**** SOURCE EXCERPT

Analysis of ADC Jitter
ADC Analysis and Scipy¶
Introduction¶
In an effort to beat the Lockdown Blues, I thought I would dabble in the world of embedded computers. This was sparked by the recommendation on Hacker News for an EDX course "Embedded Systems - Shape The World: Microcontroller Input/Output". It has proved quite an interesting exercise.
The course uses a TI ARM microcontroller TM4C123GH6PM to illustrate aspects of embedded design and programming. Even though it is by now about five years old, there are still cheap Evaluation Kits from TI readily available. In fact, you can buy all the components needed for the course as a bundle, even here in Australia.

********

INSTRUCTION 1 :: Decide whether each statement agrees with the ADC jitter passage, answering yes or no and quoting the deciding words: (a) the course uses a TI ARM microcontroller; (b) the course recommendation appeared on Reddit; (c) the components for the course cannot be bought as a bundle in Australia.
INSTRUCTION 2 :: Retype the part of the ADC jitter passage that opens with the words containing "The course uses" and closes with "here in Australia.".
Rely on the ADC jitter passage alone.

**** DATA ROWS

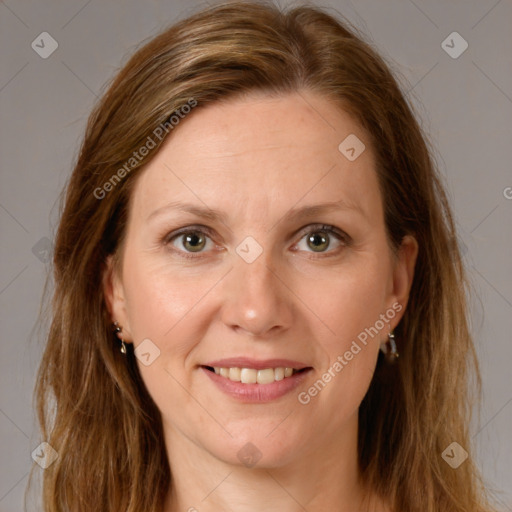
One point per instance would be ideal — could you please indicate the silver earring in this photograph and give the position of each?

********
**** DATA ROWS

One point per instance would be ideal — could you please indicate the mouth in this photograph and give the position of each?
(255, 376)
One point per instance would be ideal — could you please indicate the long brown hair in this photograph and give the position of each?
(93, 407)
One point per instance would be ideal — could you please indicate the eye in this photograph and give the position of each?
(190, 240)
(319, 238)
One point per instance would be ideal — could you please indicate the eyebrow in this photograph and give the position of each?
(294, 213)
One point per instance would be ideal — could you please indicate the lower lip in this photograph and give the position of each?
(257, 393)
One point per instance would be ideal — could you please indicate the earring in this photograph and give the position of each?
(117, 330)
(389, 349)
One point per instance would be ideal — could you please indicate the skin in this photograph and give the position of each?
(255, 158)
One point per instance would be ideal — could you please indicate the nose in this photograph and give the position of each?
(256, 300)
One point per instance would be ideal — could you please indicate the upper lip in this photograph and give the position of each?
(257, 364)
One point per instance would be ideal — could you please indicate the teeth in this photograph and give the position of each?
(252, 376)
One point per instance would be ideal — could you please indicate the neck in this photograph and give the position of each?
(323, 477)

********

COMPLETE RESPONSE 1 ::
(a) Yes: "The course uses a TI ARM microcontroller TM4C123GH6PM"
(b) No: "the recommendation on Hacker News"
(c) No: "you can buy all the components needed for the course as a bundle, even here in Australia"

COMPLETE RESPONSE 2 ::
The course uses a TI ARM microcontroller TM4C123GH6PM to illustrate aspects of embedded design and programming. Even though it is by now about five years old, there are still cheap Evaluation Kits from TI readily available. In fact, you can buy all the components needed for the course as a bundle, even here in Australia.